**TEXTE PROPOSÉ:**
"""
Bientôt les prisonniers anglais voient apparaître sur le pont et s’avancer vers eux, en compagnie d’un groupe de jeunes officiers, le véritable chef du paquebot « militarisé. » Le commandant von Oppel est un homme d’environ cinquante-cinq ans, haut et maigre, avec des yeux d’un bleu pâle, un nez d’oiseau de proie, un menton nettement découpé, et une longue moustache vernie aux pointes hardiment relevées. « Flanqué de ses satellites, il marcha jusqu’au rebord du pont d’un pas vif et régulier, comme un automate mû par un ressort, puis tourna comme sur un pivot, et promena sur nous son regard de métal. » En vain les infortunés fugitifs de Samoa se risquent timidement à alléguer, eux aussi, leur prétendue nationalité américaine : le commandant von Oppel les menace simplement de leur appliquer l’article du code militaire prussien qui punit de mort ce genre de mensonges.
"""
Relevés de placement des points:
"""
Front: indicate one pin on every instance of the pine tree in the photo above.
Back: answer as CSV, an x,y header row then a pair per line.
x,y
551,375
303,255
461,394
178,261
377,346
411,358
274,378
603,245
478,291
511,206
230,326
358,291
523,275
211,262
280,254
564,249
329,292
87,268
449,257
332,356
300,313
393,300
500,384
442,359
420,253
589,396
"""
**CONSIGNES DE L'EXERCICE:**
**A)** Répondez à ces questions d'après le texte, une par ligne :
(i) Quel âge approximatif le commandant von Oppel a-t-il ?
(ii) De quelle couleur sont ses yeux ?
(iii) Quelle nationalité les fugitifs de Samoa prétendent-ils avoir ?
**B)** Dans la phrase du texte qui commence par « Le commandant von Oppel est un homme », relevez tous les traits de l'apparence physique du commandant.
**C)** Recopiez le passage du texte qui commence par « Bientôt les prisonniers » et se poursuit jusqu'à « genre de mensonges. ».
Ce matériel provient d'une autre source.

**CORRIGÉ DES EXERCICES:**
**A)**
(i) Environ cinquante-cinq ans.
(ii) D'un bleu pâle.
(iii) La nationalité américaine.

**B)**
- haut
- maigre
- des yeux d'un bleu pâle
- un nez d'oiseau de proie
- un menton nettement découpé
- une longue moustache vernie aux pointes hardiment relevées

**C)**
Bientôt les prisonniers anglais voient apparaître sur le pont et s’avancer vers eux, en compagnie d’un groupe de jeunes officiers, le véritable chef du paquebot « militarisé. » Le commandant von Oppel est un homme d’environ cinquante-cinq ans, haut et maigre, avec des yeux d’un bleu pâle, un nez d’oiseau de proie, un menton nettement découpé, et une longue moustache vernie aux pointes hardiment relevées. « Flanqué de ses satellites, il marcha jusqu’au rebord du pont d’un pas vif et régulier, comme un automate mû par un ressort, puis tourna comme sur un pivot, et promena sur nous son regard de métal. » En vain les infortunés fugitifs de Samoa se risquent timidement à alléguer, eux aussi, leur prétendue nationalité américaine : le commandant von Oppel les menace simplement de leur appliquer l’article du code militaire prussien qui punit de mort ce genre de mensonges.